Natural-language object grounding data:
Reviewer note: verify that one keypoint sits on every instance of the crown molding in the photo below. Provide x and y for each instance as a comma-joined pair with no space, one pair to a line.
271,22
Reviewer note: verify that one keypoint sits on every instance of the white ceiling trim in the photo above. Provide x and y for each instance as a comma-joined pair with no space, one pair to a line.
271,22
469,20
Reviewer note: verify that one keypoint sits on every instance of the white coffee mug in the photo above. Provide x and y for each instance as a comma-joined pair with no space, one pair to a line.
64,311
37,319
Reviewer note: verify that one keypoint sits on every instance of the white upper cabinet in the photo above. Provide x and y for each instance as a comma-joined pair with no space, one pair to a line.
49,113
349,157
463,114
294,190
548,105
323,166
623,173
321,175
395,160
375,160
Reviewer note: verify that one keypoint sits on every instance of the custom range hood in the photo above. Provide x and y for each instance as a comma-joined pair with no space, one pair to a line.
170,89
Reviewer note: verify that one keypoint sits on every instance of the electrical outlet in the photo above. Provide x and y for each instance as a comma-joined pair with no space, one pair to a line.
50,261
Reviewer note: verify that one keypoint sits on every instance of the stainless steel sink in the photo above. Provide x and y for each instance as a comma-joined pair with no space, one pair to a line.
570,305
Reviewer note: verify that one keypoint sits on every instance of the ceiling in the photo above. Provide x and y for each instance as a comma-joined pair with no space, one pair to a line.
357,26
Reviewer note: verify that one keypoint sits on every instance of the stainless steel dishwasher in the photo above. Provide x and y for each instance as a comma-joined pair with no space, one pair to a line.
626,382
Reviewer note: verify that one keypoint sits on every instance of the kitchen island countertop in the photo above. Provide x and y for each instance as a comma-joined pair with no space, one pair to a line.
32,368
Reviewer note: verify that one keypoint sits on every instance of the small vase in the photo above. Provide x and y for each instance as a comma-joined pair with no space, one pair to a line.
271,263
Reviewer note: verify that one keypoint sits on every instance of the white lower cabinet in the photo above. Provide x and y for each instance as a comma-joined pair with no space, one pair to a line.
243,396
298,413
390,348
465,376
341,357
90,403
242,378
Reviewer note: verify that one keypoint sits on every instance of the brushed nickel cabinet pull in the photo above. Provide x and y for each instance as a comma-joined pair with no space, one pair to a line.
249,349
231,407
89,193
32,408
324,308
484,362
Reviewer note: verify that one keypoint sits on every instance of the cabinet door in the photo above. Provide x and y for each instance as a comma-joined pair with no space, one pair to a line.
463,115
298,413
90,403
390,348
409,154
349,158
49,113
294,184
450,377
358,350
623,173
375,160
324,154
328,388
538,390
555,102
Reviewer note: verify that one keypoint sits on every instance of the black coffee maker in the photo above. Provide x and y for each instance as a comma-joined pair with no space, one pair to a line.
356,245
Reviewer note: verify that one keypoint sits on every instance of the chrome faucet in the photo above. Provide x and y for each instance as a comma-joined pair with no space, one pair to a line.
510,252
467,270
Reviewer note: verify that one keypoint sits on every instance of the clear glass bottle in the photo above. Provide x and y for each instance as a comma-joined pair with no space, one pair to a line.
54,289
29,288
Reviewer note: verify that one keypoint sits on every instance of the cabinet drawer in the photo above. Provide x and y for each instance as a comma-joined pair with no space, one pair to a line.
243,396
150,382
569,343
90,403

### HOW TO COMPLETE THIS TASK
All the records above need to be transcribed exactly and in full.

### EXERCISE RESPONSE
Reviewer note: verify that one keypoint sits on every instance of the crown molding in the photo below. Provide x and y for each instance as a comma-joined pair with no space, one pair to a line.
271,22
Reviewer note: verify that one keypoint sits on every instance of the white ceiling trim in the photo above. Provide x and y for each instance as a comma-joined pair with no space, one pair to a line.
271,22
469,20
Reviewer note: verify that one keypoint sits on every instance of the white coffee mug in the photo above. Provide x and y for each instance as a comma-joined pair with no space, one pair to a line.
64,311
37,319
Reviewer note: verify that one keypoint sits on every instance of the white upper cabinet in the photo above. Provide x and y for each instance as a comma-joined pair with no space, one pair to a line.
49,113
349,157
463,114
294,190
548,105
323,166
623,173
321,175
395,160
375,160
Reviewer note: verify that one keypoint sits on every instance of the custom range hood in the photo above. Provide x and y for each instance as a comma-joined pair with no space, one pair to a line.
170,89
Reviewer note: verify that one keypoint sits on every instance of the electrical outlet in the photo above. Provide x and y for each instance as a comma-joined pair with no space, one pair to a line.
50,261
Reviewer note: verify that one keypoint sits on every instance of the stainless steel sink in the photo above. Provide x and y for each instance as a comma-joined pair with no space, one pair to a line.
570,305
Reviewer note: verify that one keypoint sits on every instance of the ceiling in the photo above. Provide x and y for each instance as a comma-joined pair with no space, one pair to a line.
357,26
Reviewer note: verify that one keypoint sits on every instance of the stainless steel dishwasher in the photo above. Provide x and y for each instance as a comma-joined pair with no space, one pair to a line.
626,382
Reviewer note: verify that one keypoint sits on every instance of the kitchen island countertop in the photo above. Provide x and y for each instance as a comma-joined pair with no space, one pair to a line.
32,368
Reviewer note: verify that one keypoint sits on every instance of the small vase in the photo above. Provide x and y for each instance as a comma-joined pair with no space, one pair to a line.
271,263
Reviewer note: verify that one keypoint sits on every instance of the white lower cabinet in the photo above. Provide x and y for each instance as a comma-joined pair with no space, one pair to a line.
243,396
298,413
390,348
465,376
341,357
90,403
242,378
Reviewer note: verify that one keypoint sits on every instance of the brushed nickel cabinet pull in the photo above. Provide x and y for each instance as a comma-joined pair with no space, one pair to a line.
249,349
231,407
89,193
32,408
324,308
484,362
Reviewer note: verify that one keypoint sits on every instance of the cabinet door in the photo above. Provide x and y for each instance as a comma-joined pair with no space, one pair to a line.
463,115
298,413
90,403
390,348
409,154
349,158
49,113
294,184
450,377
358,350
623,173
375,160
324,154
328,388
538,390
555,102
Reviewer note: verify that one keypoint sits on every instance of the black coffee maker in the photo above. Provide x and y for each instance as a comma-joined pair with no space, one pair to a line.
356,245
Reviewer note: verify that one keypoint sits on every instance of the chrome faucet in the photo above. Provide x and y for each instance as a comma-joined pair with no space, one pair to a line.
510,252
467,270
Reviewer note: verify that one keypoint sits on every instance of the clear glass bottle in the photo above. Provide x and y for each instance as a comma-joined pair with no space, one pair to a line.
54,289
29,288
Reviewer note: verify that one keypoint sits on every instance of the cabinet drawer in the photo above. Provide x and y for each instance as a comma-joined pair with no space, one pair to a line.
243,396
150,382
569,343
90,403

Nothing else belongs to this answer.